Excerpt provided
"""
Bug 1086704

Summary: Don't allow aio=native without cache=none
Product: Red Hat Enterprise Linux 7 Reporter: Kevin Wolf <kwolf>
Component: libvirtAssignee: Giuseppe Scrivano <gscrivan>
Status: CLOSED ERRATA QA Contact: Virtualization Bugs <virt-bugs>
Severity: unspecified Docs Contact:
Priority: unspecified    
Version: 7.0CC: dyuan, jdenemar, juzhang, mikolaj, mzhan, rbalakri, sluo, srao, xuzhang
Target Milestone: rc   
Target Release: ---   
Hardware: Unspecified   
OS: Unspecified   
Whiteboard:
Fixed In Version: libvirt-1.2.7-1.el7 Doc Type: Bug Fix
Doc Text:
Story Points: ---
Clone Of: Environment:
Last Closed: 2015-03-05 07:33:56 UTC Type: Bug
Regression: --- Mount Type: ---
Documentation: --- CRM:
Verified Versions: Category: ---
oVirt Team: --- RHEL 7.3 requirements from Atomic Host:
Cloudforms Team: --- Target Upstream Version:
Embargoed:

Description Kevin Wolf 2014-04-11 11:04:40 UTC
When qemu is configured with a block device that has aio=native set, but the
cache mode doesn't use O_DIRECT (i.e. isn't cache=none/directsync or any unnamed
mode with explicit cache.direct=on), then the raw-posix block driver for local
files and block devices will silently fall back to aio=threads.
"""
Problem 1
Update the labeled shape rows from the first row through the line containing "148 52 L 148", replacing "yellow pollen" with "pollen grains" and leaving everything else unchanged. Give only those lines, with the pictures omitted.
The bug report and the rows that come next have no connection to each other.

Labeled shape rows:
"""
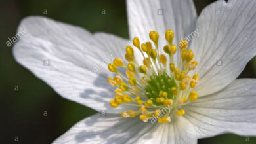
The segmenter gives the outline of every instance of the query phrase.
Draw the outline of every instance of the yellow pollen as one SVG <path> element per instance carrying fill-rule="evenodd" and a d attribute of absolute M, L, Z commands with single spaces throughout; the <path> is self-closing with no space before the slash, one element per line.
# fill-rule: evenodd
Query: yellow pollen
<path fill-rule="evenodd" d="M 128 69 L 131 72 L 135 72 L 135 65 L 133 62 L 129 62 L 127 65 Z"/>
<path fill-rule="evenodd" d="M 136 86 L 136 79 L 134 77 L 131 77 L 129 79 L 129 83 L 131 84 L 131 86 Z"/>
<path fill-rule="evenodd" d="M 138 71 L 140 73 L 146 74 L 146 67 L 144 65 L 139 66 L 138 67 Z"/>
<path fill-rule="evenodd" d="M 142 120 L 143 122 L 148 122 L 149 119 L 149 117 L 147 115 L 140 115 L 140 119 Z"/>
<path fill-rule="evenodd" d="M 159 35 L 158 32 L 155 31 L 151 31 L 150 32 L 149 37 L 154 43 L 158 43 L 159 39 Z"/>
<path fill-rule="evenodd" d="M 128 55 L 133 56 L 133 48 L 131 46 L 126 46 L 125 50 Z"/>
<path fill-rule="evenodd" d="M 176 114 L 179 116 L 181 116 L 181 115 L 183 115 L 184 114 L 185 114 L 185 111 L 184 109 L 181 109 L 179 111 L 177 111 L 176 112 Z"/>
<path fill-rule="evenodd" d="M 125 64 L 123 64 L 123 60 L 121 60 L 120 58 L 115 58 L 113 61 L 113 63 L 117 67 L 121 67 L 125 65 Z"/>
<path fill-rule="evenodd" d="M 188 48 L 186 40 L 176 43 L 178 45 L 173 43 L 172 30 L 167 30 L 164 36 L 167 45 L 161 48 L 156 31 L 149 33 L 154 45 L 148 41 L 140 43 L 138 37 L 134 37 L 133 46 L 139 49 L 141 56 L 135 54 L 138 50 L 127 46 L 125 58 L 128 64 L 123 59 L 116 58 L 108 65 L 108 70 L 117 74 L 106 80 L 117 87 L 110 105 L 114 108 L 125 105 L 137 109 L 125 111 L 121 117 L 139 116 L 144 122 L 157 118 L 159 123 L 168 122 L 173 117 L 185 115 L 184 105 L 197 99 L 198 94 L 193 88 L 200 79 L 196 73 L 191 75 L 198 65 L 194 52 Z M 162 50 L 163 54 L 160 52 Z M 179 55 L 177 61 L 175 54 Z"/>
<path fill-rule="evenodd" d="M 144 52 L 148 52 L 148 46 L 146 43 L 141 44 L 141 49 Z"/>
<path fill-rule="evenodd" d="M 114 64 L 113 63 L 109 63 L 108 65 L 108 70 L 110 70 L 110 71 L 111 71 L 111 72 L 117 72 L 117 71 L 115 64 Z"/>
<path fill-rule="evenodd" d="M 171 99 L 165 99 L 163 101 L 163 104 L 165 106 L 171 106 L 173 103 L 173 101 Z"/>
<path fill-rule="evenodd" d="M 167 61 L 167 58 L 166 58 L 166 56 L 163 54 L 160 54 L 160 56 L 159 56 L 159 59 L 160 60 L 160 63 L 163 63 L 163 65 L 166 65 L 166 62 Z"/>
<path fill-rule="evenodd" d="M 170 117 L 161 117 L 161 118 L 158 118 L 158 122 L 159 123 L 165 123 L 165 122 L 170 122 L 171 121 L 171 118 Z"/>
<path fill-rule="evenodd" d="M 165 32 L 165 39 L 169 43 L 173 41 L 174 37 L 174 33 L 172 30 L 167 30 Z"/>

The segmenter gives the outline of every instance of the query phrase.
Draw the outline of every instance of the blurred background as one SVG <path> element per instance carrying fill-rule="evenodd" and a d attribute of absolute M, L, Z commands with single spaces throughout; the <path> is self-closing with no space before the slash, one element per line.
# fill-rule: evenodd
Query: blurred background
<path fill-rule="evenodd" d="M 213 0 L 195 0 L 199 15 Z M 105 10 L 106 14 L 102 14 Z M 79 26 L 92 33 L 104 31 L 128 38 L 125 1 L 120 0 L 0 1 L 0 143 L 50 143 L 94 110 L 58 96 L 18 65 L 5 45 L 20 21 L 41 15 Z M 240 78 L 256 77 L 256 59 Z M 17 141 L 18 139 L 18 141 Z M 198 143 L 256 143 L 256 138 L 223 134 Z"/>

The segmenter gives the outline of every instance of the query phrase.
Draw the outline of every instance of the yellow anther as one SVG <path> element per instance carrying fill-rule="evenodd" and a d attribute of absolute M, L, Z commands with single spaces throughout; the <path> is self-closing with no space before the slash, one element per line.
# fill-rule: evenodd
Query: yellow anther
<path fill-rule="evenodd" d="M 163 97 L 160 97 L 160 103 L 163 103 L 163 101 L 165 101 L 165 98 L 163 98 Z"/>
<path fill-rule="evenodd" d="M 181 71 L 181 75 L 180 75 L 180 80 L 182 81 L 186 76 L 186 71 Z"/>
<path fill-rule="evenodd" d="M 140 100 L 140 97 L 139 97 L 139 96 L 135 97 L 135 100 L 136 100 L 136 101 Z"/>
<path fill-rule="evenodd" d="M 165 39 L 169 43 L 173 41 L 174 37 L 174 33 L 172 30 L 167 30 L 165 32 Z"/>
<path fill-rule="evenodd" d="M 171 71 L 173 71 L 175 69 L 175 65 L 174 65 L 174 63 L 170 63 L 170 69 Z M 179 69 L 178 69 L 179 70 Z"/>
<path fill-rule="evenodd" d="M 116 82 L 115 82 L 115 81 L 114 81 L 111 78 L 108 78 L 107 79 L 107 82 L 110 84 L 110 85 L 113 86 L 115 86 L 117 85 Z"/>
<path fill-rule="evenodd" d="M 163 96 L 164 96 L 164 97 L 167 97 L 167 96 L 168 96 L 168 92 L 163 92 Z"/>
<path fill-rule="evenodd" d="M 159 35 L 158 32 L 155 31 L 151 31 L 149 33 L 149 37 L 154 43 L 158 43 L 159 39 Z"/>
<path fill-rule="evenodd" d="M 130 114 L 129 111 L 123 111 L 121 113 L 121 117 L 125 117 L 125 118 L 128 118 L 130 117 Z"/>
<path fill-rule="evenodd" d="M 151 50 L 150 52 L 150 56 L 151 56 L 151 58 L 155 59 L 158 56 L 156 50 L 154 49 Z"/>
<path fill-rule="evenodd" d="M 136 79 L 134 77 L 131 77 L 129 79 L 129 83 L 131 84 L 131 86 L 136 86 Z"/>
<path fill-rule="evenodd" d="M 188 95 L 188 99 L 191 101 L 195 101 L 198 99 L 198 94 L 195 91 L 191 91 Z"/>
<path fill-rule="evenodd" d="M 140 115 L 140 119 L 142 120 L 143 122 L 148 122 L 149 119 L 149 117 L 147 115 Z"/>
<path fill-rule="evenodd" d="M 160 91 L 159 92 L 159 96 L 163 96 L 163 90 L 160 90 Z"/>
<path fill-rule="evenodd" d="M 113 63 L 117 67 L 121 67 L 125 65 L 125 64 L 123 64 L 123 60 L 121 60 L 121 58 L 115 58 L 113 60 Z"/>
<path fill-rule="evenodd" d="M 115 102 L 114 100 L 111 100 L 110 102 L 111 107 L 115 108 L 118 107 L 118 104 Z"/>
<path fill-rule="evenodd" d="M 189 84 L 190 83 L 190 81 L 191 81 L 191 78 L 190 77 L 189 77 L 188 75 L 186 77 L 186 78 L 184 79 L 184 82 L 186 84 Z"/>
<path fill-rule="evenodd" d="M 125 82 L 123 82 L 120 84 L 119 88 L 120 88 L 123 92 L 127 91 L 127 90 L 128 90 L 127 84 Z"/>
<path fill-rule="evenodd" d="M 152 115 L 152 113 L 148 113 L 146 116 L 151 117 Z"/>
<path fill-rule="evenodd" d="M 160 63 L 163 63 L 163 65 L 166 65 L 166 62 L 167 61 L 167 58 L 164 54 L 160 54 L 159 56 L 159 59 L 160 60 Z"/>
<path fill-rule="evenodd" d="M 140 113 L 137 111 L 135 111 L 133 110 L 129 110 L 129 113 L 130 114 L 130 117 L 133 118 L 135 116 L 138 115 Z"/>
<path fill-rule="evenodd" d="M 176 73 L 175 76 L 175 79 L 177 81 L 180 80 L 180 74 L 179 73 Z"/>
<path fill-rule="evenodd" d="M 124 94 L 123 96 L 122 96 L 123 99 L 123 98 L 131 98 L 130 96 L 129 96 L 129 94 Z"/>
<path fill-rule="evenodd" d="M 172 87 L 172 88 L 171 88 L 171 92 L 173 92 L 173 96 L 176 96 L 176 95 L 178 94 L 178 90 L 177 90 L 177 88 L 175 88 L 175 87 Z"/>
<path fill-rule="evenodd" d="M 131 102 L 131 98 L 123 98 L 123 101 L 124 103 L 129 103 L 129 102 Z"/>
<path fill-rule="evenodd" d="M 121 91 L 121 90 L 120 90 L 119 88 L 116 88 L 115 90 L 115 94 L 122 96 L 123 94 L 123 92 Z"/>
<path fill-rule="evenodd" d="M 179 73 L 179 68 L 178 67 L 176 67 L 176 68 L 175 68 L 174 69 L 174 73 L 175 73 L 175 74 L 177 74 L 178 73 Z"/>
<path fill-rule="evenodd" d="M 114 99 L 116 100 L 116 99 L 121 99 L 121 96 L 116 95 Z"/>
<path fill-rule="evenodd" d="M 169 54 L 171 54 L 171 52 L 173 52 L 173 54 L 175 54 L 177 51 L 177 47 L 175 45 L 173 45 L 172 46 L 166 45 L 163 47 L 163 51 Z"/>
<path fill-rule="evenodd" d="M 171 122 L 171 117 L 161 117 L 158 119 L 158 123 L 165 123 L 167 122 Z"/>
<path fill-rule="evenodd" d="M 179 111 L 177 111 L 176 112 L 176 114 L 179 116 L 181 116 L 181 115 L 183 115 L 184 114 L 185 114 L 185 111 L 184 109 L 181 109 Z"/>
<path fill-rule="evenodd" d="M 126 76 L 127 76 L 128 78 L 133 77 L 133 74 L 128 70 L 126 70 Z"/>
<path fill-rule="evenodd" d="M 177 52 L 177 46 L 175 45 L 173 45 L 173 47 L 171 48 L 173 50 L 173 54 L 175 54 Z"/>
<path fill-rule="evenodd" d="M 191 81 L 190 84 L 189 84 L 190 86 L 190 88 L 194 88 L 196 86 L 196 82 L 194 80 Z"/>
<path fill-rule="evenodd" d="M 194 52 L 190 49 L 188 50 L 186 52 L 185 58 L 187 62 L 192 60 L 194 58 Z"/>
<path fill-rule="evenodd" d="M 180 82 L 180 89 L 181 89 L 181 90 L 184 90 L 186 89 L 186 83 L 185 83 L 184 81 L 181 81 L 181 82 Z"/>
<path fill-rule="evenodd" d="M 147 112 L 148 111 L 146 110 L 146 107 L 140 107 L 140 113 L 144 113 L 145 112 Z M 145 114 L 146 115 L 146 114 Z"/>
<path fill-rule="evenodd" d="M 123 100 L 121 98 L 115 98 L 115 102 L 118 105 L 120 105 L 123 103 Z"/>
<path fill-rule="evenodd" d="M 142 83 L 146 83 L 147 82 L 146 76 L 143 76 L 142 77 L 142 79 L 141 80 L 141 81 L 142 82 Z"/>
<path fill-rule="evenodd" d="M 183 60 L 186 60 L 186 50 L 184 50 L 182 51 L 182 53 L 181 53 L 181 58 L 182 58 Z"/>
<path fill-rule="evenodd" d="M 151 99 L 148 99 L 148 100 L 146 101 L 146 103 L 147 103 L 148 105 L 151 105 L 152 104 L 153 104 L 153 101 L 152 101 Z"/>
<path fill-rule="evenodd" d="M 188 64 L 189 70 L 195 69 L 197 65 L 198 65 L 198 62 L 194 60 L 191 60 Z"/>
<path fill-rule="evenodd" d="M 178 100 L 179 104 L 183 104 L 186 101 L 186 97 L 183 97 Z"/>
<path fill-rule="evenodd" d="M 193 75 L 193 79 L 194 79 L 196 81 L 199 80 L 199 77 L 198 74 L 194 74 Z"/>
<path fill-rule="evenodd" d="M 133 38 L 133 44 L 135 47 L 138 48 L 139 50 L 140 49 L 140 40 L 138 37 Z"/>
<path fill-rule="evenodd" d="M 128 63 L 127 68 L 130 71 L 135 72 L 135 65 L 133 62 Z"/>
<path fill-rule="evenodd" d="M 173 103 L 173 101 L 171 99 L 165 99 L 163 101 L 163 104 L 165 106 L 171 106 L 172 103 Z"/>
<path fill-rule="evenodd" d="M 137 103 L 138 105 L 142 105 L 143 103 L 142 100 L 137 100 L 136 102 Z"/>
<path fill-rule="evenodd" d="M 148 52 L 150 52 L 152 48 L 152 45 L 151 45 L 150 42 L 146 42 L 146 45 L 148 47 Z"/>
<path fill-rule="evenodd" d="M 163 51 L 167 53 L 170 54 L 171 52 L 171 47 L 170 45 L 166 45 L 163 47 Z"/>
<path fill-rule="evenodd" d="M 188 46 L 188 41 L 186 40 L 181 40 L 179 42 L 179 46 L 181 50 L 184 50 Z"/>
<path fill-rule="evenodd" d="M 148 46 L 146 43 L 141 44 L 141 49 L 144 52 L 148 52 Z"/>
<path fill-rule="evenodd" d="M 157 103 L 160 103 L 160 102 L 161 102 L 161 101 L 160 101 L 160 97 L 156 98 L 156 101 Z"/>
<path fill-rule="evenodd" d="M 146 58 L 143 60 L 143 64 L 145 65 L 148 68 L 150 67 L 151 65 L 150 59 L 149 58 Z"/>
<path fill-rule="evenodd" d="M 139 66 L 138 67 L 138 71 L 140 73 L 146 74 L 146 67 L 145 67 L 144 65 Z"/>
<path fill-rule="evenodd" d="M 157 110 L 155 110 L 155 111 L 154 111 L 153 115 L 154 115 L 156 118 L 158 118 L 159 117 L 160 115 L 160 110 L 157 109 Z"/>
<path fill-rule="evenodd" d="M 119 75 L 116 75 L 114 77 L 113 80 L 116 82 L 116 84 L 120 84 L 123 82 L 123 79 Z"/>
<path fill-rule="evenodd" d="M 128 55 L 133 56 L 134 54 L 133 48 L 131 46 L 126 46 L 125 51 Z"/>
<path fill-rule="evenodd" d="M 108 65 L 108 70 L 111 72 L 117 72 L 117 69 L 116 69 L 116 67 L 115 64 L 113 63 L 110 63 Z"/>
<path fill-rule="evenodd" d="M 131 61 L 133 61 L 133 57 L 130 55 L 129 55 L 128 54 L 125 54 L 125 59 L 128 61 L 128 62 L 131 62 Z"/>

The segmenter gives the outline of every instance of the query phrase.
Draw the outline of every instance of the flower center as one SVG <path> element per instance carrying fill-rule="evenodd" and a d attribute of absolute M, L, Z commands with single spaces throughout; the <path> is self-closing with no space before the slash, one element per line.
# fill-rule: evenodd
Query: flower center
<path fill-rule="evenodd" d="M 139 65 L 131 46 L 126 47 L 125 57 L 129 62 L 127 65 L 117 58 L 108 64 L 108 69 L 117 74 L 113 79 L 107 79 L 112 86 L 117 87 L 110 104 L 114 108 L 121 105 L 136 107 L 137 110 L 122 112 L 121 116 L 123 117 L 139 115 L 139 118 L 144 122 L 150 119 L 153 120 L 152 122 L 170 122 L 175 115 L 184 115 L 182 106 L 198 98 L 198 94 L 192 89 L 198 82 L 198 75 L 194 74 L 192 77 L 188 75 L 190 71 L 196 69 L 198 63 L 194 60 L 193 51 L 186 50 L 188 42 L 181 40 L 179 43 L 179 62 L 175 67 L 173 56 L 177 47 L 173 44 L 172 30 L 166 31 L 168 45 L 163 47 L 169 59 L 168 65 L 167 56 L 159 52 L 158 33 L 152 31 L 149 37 L 155 48 L 150 42 L 140 45 L 137 37 L 133 40 L 134 46 L 144 58 L 143 65 Z M 122 75 L 117 67 L 125 69 L 126 76 Z"/>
"""
Problem 2
According to the bug report, in which version of libvirt was the issue fixed?

Correct result 1
The segmenter gives the outline of every instance of the query phrase.
Draw the outline of every instance of the pollen grains as one SVG <path> element per instance carrying fill-rule="evenodd" and a d attribute of absolute M, L, Z commands with single spaces throughout; the <path> is self-closing with no space before the slash, one element per line.
# fill-rule: evenodd
Query: pollen grains
<path fill-rule="evenodd" d="M 128 69 L 131 72 L 135 72 L 135 65 L 133 62 L 129 62 L 127 65 Z"/>
<path fill-rule="evenodd" d="M 136 86 L 136 79 L 134 77 L 131 77 L 129 79 L 129 83 L 131 84 L 131 86 Z"/>
<path fill-rule="evenodd" d="M 138 71 L 140 73 L 146 74 L 146 67 L 144 65 L 139 66 L 138 67 Z"/>
<path fill-rule="evenodd" d="M 142 120 L 143 122 L 148 122 L 149 119 L 149 117 L 147 115 L 140 115 L 140 119 Z"/>
<path fill-rule="evenodd" d="M 159 35 L 158 32 L 155 31 L 151 31 L 150 32 L 149 37 L 154 43 L 158 43 L 159 39 Z"/>
<path fill-rule="evenodd" d="M 128 55 L 133 56 L 133 48 L 131 46 L 126 46 L 125 50 Z"/>
<path fill-rule="evenodd" d="M 176 114 L 179 116 L 181 116 L 181 115 L 183 115 L 184 114 L 185 114 L 185 111 L 184 109 L 181 109 L 179 111 L 177 111 L 176 112 Z"/>
<path fill-rule="evenodd" d="M 125 64 L 123 64 L 123 60 L 121 60 L 120 58 L 115 58 L 113 61 L 113 63 L 117 67 L 121 67 L 125 65 Z"/>
<path fill-rule="evenodd" d="M 188 48 L 186 40 L 176 43 L 178 45 L 173 43 L 172 30 L 167 30 L 164 36 L 167 45 L 161 48 L 156 31 L 149 33 L 154 45 L 148 41 L 140 43 L 138 37 L 134 37 L 133 46 L 139 49 L 141 56 L 135 54 L 138 50 L 127 46 L 125 58 L 128 64 L 123 59 L 116 58 L 108 65 L 108 70 L 117 74 L 106 80 L 117 87 L 110 105 L 114 108 L 125 105 L 137 109 L 125 111 L 121 117 L 139 116 L 144 122 L 157 118 L 159 123 L 168 122 L 173 117 L 185 115 L 184 105 L 197 99 L 198 94 L 193 88 L 200 79 L 196 73 L 191 75 L 198 65 L 194 52 Z M 162 50 L 163 54 L 160 52 Z M 179 55 L 177 61 L 175 54 Z"/>
<path fill-rule="evenodd" d="M 144 52 L 148 52 L 148 46 L 146 43 L 141 44 L 141 49 Z"/>

Correct result 2
libvirt-1.2.7-1.el7